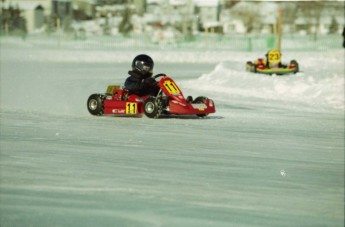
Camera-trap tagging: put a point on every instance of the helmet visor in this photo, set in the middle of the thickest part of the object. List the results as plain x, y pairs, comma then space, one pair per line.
143, 66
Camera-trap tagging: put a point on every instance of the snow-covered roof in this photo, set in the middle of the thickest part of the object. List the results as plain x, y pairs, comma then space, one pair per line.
206, 3
178, 2
21, 5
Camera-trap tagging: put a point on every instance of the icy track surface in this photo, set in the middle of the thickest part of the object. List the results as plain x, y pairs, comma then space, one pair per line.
272, 155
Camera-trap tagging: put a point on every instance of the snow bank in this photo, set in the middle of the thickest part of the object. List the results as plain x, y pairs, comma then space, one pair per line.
315, 88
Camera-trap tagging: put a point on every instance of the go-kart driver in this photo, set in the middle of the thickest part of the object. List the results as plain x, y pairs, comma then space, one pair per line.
140, 81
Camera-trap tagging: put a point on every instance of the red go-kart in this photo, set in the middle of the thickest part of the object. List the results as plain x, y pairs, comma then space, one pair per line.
169, 100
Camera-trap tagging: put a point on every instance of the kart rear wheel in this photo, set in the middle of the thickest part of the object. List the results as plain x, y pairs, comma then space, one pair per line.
95, 104
200, 99
153, 107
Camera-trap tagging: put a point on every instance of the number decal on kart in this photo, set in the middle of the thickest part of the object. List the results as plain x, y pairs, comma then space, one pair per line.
171, 87
274, 56
131, 108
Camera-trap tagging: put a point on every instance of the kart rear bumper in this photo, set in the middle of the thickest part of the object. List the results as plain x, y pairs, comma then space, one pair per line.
176, 107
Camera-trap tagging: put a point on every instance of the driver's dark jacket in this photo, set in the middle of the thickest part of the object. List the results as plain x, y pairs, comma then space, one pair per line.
135, 84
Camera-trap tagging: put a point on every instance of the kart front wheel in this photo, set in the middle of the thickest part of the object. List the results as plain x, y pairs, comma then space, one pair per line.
95, 104
153, 107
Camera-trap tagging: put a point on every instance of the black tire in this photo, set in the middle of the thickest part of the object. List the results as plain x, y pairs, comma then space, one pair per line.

- _INSTRUCTIONS FOR THE TASK_
Please copy word for word the entries from the line containing "kart rear wheel" through the end of the entries, including both that line and the final one.

- _OUTPUT_
Camera-trap tagging: put a point on every instance of the kart rear wheel in this photo, set in the middle of the thickest part of the object. List the results as plain x, y pairs, comma then space, one pair per line.
95, 104
200, 99
153, 107
Camera-trap tagging: put a point on every instance of the number decal on kart in this photo, set in the middle of the thickest part of the object. List the results as plain x, y pairs, comma then space, one pair per line.
171, 87
274, 56
131, 108
Camera-trap tagging: put a point on every instance of the kart rear bumper in this photo, set in the middle of the thickest part of the object. List the results as plain x, y pairs, comma then space, one pair per line.
176, 107
Camera-trap tagging: put a point on every instance of the driver's dark jacket in this photo, set in the middle of the thickest part of the object. List the results as plain x, y pairs, comma then space, one pair per line.
135, 84
Camera-trap tagging: put a point on every instance of the kart front wheel in this photo, set in the middle of the thickest part of the object. List the results as plain x, y pairs, comma then space, one pair per line.
95, 104
153, 107
Camera-trap tagging: put a point on every instance of the black tire in this photo, set in the middle of the thickest part of the object. List the results as plain x, y pairs, comma then space, one pair per line.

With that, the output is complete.